::: Reading text
Note that tabix and bgzip must be installed on your system to convert a cache. INSTALL.pl downloads these when setting up Bio::DB::HTS; to enable convert_cache.pl to find them, run:
Data privacy and offline mode
When using the public database servers, VEP requests transcript and variation data that overlap the loci in your input file. As such, these coordinates are transmitted over the network to a public server, which may not be appropriate for those with sensitive or private data. Users should note that only the coordinates are transmitted to the server; no other information is sent.
To run VEP in an offline mode that does not use any network connections, use the flag --offline.
ERROR: Cannot use ID format in offline mode
VEP can use transcript annotations defined in GFF or GTF files. The files must be bgzipped and indexed with tabix, and VEP requires a FASTA file containing the genomic sequence in order to generate transcript models.
Your GFF or GTF file must be sorted in chromosomal order. VEP does not use header lines so it is safe to remove them.
grep -v "#" data.gff | sort -k1,1 -k4,4n -k5,5n -t$'\t' | bgzip -c > data.gff.gz tabix -p gff data.gff.gz ./vep -i input.vcf -gff data.gff.gz -fasta genome.fa.gz
You may use any number of GFF/GTF files in this way, providing they refer to the same genome. You may also use them in concert with annotations from a cache or database source; annotations are distinguished by the SOURCE field in the VEP output:
./vep -i input.vcf -cache -gff data.gff.gz -fasta genome.fa.gz
This functionality uses VEP's custom annotation feature, and the --gff flag is a shortcut to:
You should use the longer form if you wish to customise the name of the GFF as it appears in the SOURCE field and VEP output header.
::::::
→ **Your tasks**
**a.** Answer each question from the passage on VEP, one line per answer, marked (i), (ii), (iii).
(i) Which flag runs VEP without any network connections?
(ii) Which two steps must GFF or GTF files go through before VEP can use them?
(iii) Which field in the VEP output tells annotations from different sources apart?
**b.** Pick up the passage on VEP after its last sentence and carry it on for a few more sentences.
::: Data segment
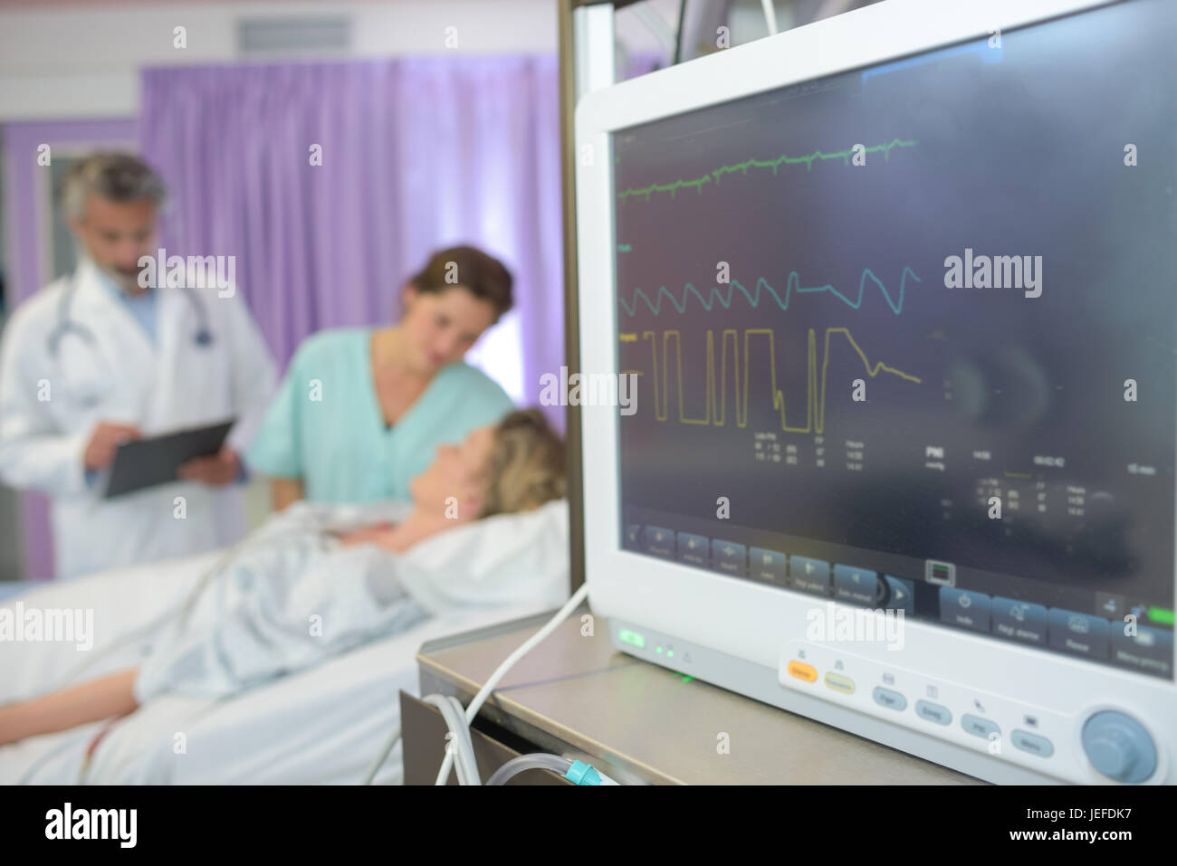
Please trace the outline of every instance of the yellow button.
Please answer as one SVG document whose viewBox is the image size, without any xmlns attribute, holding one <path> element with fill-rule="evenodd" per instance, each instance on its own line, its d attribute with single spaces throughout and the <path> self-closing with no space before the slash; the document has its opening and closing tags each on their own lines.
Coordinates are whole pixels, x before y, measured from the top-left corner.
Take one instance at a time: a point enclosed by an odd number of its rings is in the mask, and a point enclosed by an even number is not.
::::::
→ **Per-task outputs**
**a.**
(i) --offline
(ii) They must be bgzipped and indexed with tabix.
(iii) The SOURCE field.

**b.**
GFF format expectations
VEP has been tested on GFF files generated by Ensembl and NCBI (RefSeq). Due to inconsistency in the GFF specification and adherence to it, VEP may encounter problems parsing some GFF files. For the same reason, not all transcript biotypes defined in your GFF may be supported by VEP. VEP does not support GFF files with embedded FASTA sequence.
The following entity types (3rd column in the GFF) are supported by VEP. Lines of other types will be ignored; if this leads to an incomplete transcript model, the whole transcript model may be discarded.
Expected parameters in the 9th column
- Entities in the GFF are expected to be linked using a key named "parent" or "Parent" in the attributes (9th) column of the GFF.
- Unlinked entities (i.e. those with no parents or children) are discarded.
- Sibling entities (those that share the same parent) may have overlapping coordinates, e.g. for exon and CDS entities.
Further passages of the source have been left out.